Document section:
************

The duo penned the sequel for a frequent co-collaborator of theirs, director John Gulager (the madman behind the Feast trilogy and a “Project Greenlight” winner alongside Dunstan and Melton in Season Three).

Check out what both Melton and Dunstan had to say about their sequel, pushing boundaries, deconstructing “The Hoff,” sequel potential and more in our exclusive interview with the screenwriting team below.

Exclusive: Writers Marcus Dunstan and Patrick Melton Talk Piranha 3DD, Sequels, and More!

Dread Central: Can you guys talk about what kind of touchstones you made sure to keep from the first movie for Piranha 3DD? Clearly the location was different and – I would imagine – more challenging.

Marcus Dunstan: There were challenges, but having Piranha 3DD take place in a water park was also a prime testing ground for just how far we could push things. We wanted to push the lines in regard to that weird kind of glamour that’s associated with a sleazy adults-only type of place; sort of that same feeling you get when you’re swimming and you accidentally pick up a Band-Aid floating in the water and it’s not yours (laughs).

Patrick Melton: We knew from our work on the first one that this one was going to have to do something more extreme like a water park so we found two great locations down in Louisiana with Gulager- one in Shreveport and one in Baton Rouge. We just decided to stay down there and wrote the first draft while we were there. We just always had to be conscientious of the budget; that was a big challenge.

Dread Central: I was a huge fan of the humor in Piranha 3DD, particularly “the line” Katrina Bowden drops later on in the film–

Marcus Dunstan: Isn’t that great? She just nailed that so perfectly, I loved it! (laughs) It really was a make or break moment in the film, and her delivery really paid off and sold that moment.

************

Answer these questions from the Piranha 3DD interview.
(a) Which director did the duo write the sequel for?
(b) In what kind of setting does Piranha 3DD take place?
(c) In which two Louisiana cities were the locations found?
The data that comes next is separate material and has no connection to the Piranha 3DD interview.

Saved entries:

************

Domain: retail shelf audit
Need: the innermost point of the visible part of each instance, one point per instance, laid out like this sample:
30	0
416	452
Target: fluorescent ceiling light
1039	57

************

Completed task:
(a) John Gulager
(b) A water park
(c) Shreveport and Baton Rouge